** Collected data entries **
+++

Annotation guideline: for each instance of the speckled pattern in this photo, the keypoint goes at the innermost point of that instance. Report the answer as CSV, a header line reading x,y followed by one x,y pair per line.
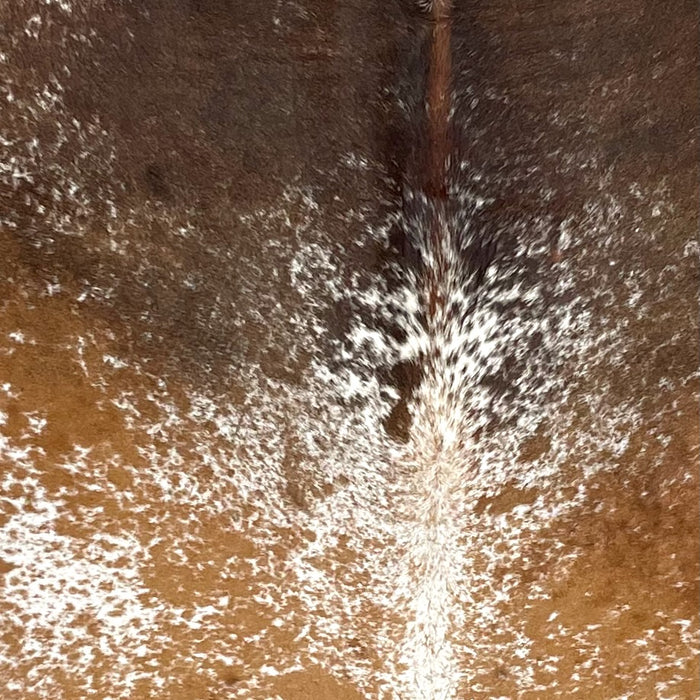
x,y
238,459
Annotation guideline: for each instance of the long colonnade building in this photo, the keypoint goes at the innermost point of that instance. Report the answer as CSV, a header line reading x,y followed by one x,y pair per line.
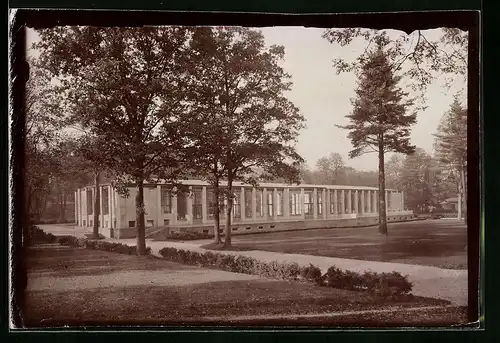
x,y
268,207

+++

** Assigned task **
An exact copy of the data above is required, printed without its pictures.

** Finished exercise **
Annotation guideline: for each instance of the speckled pattern in this photo, the keypoint goes at the innermost point of that instance. Report the answer as CSV, a header line reading x,y followed by one x,y pair per line.
x,y
238,459
Annotation guideline: for each instance of the long colonnade building in this photo, the keypoint goes at the innermost point of that instance. Report the answer as CSV, a header line reading x,y followed by one x,y pair per line.
x,y
268,207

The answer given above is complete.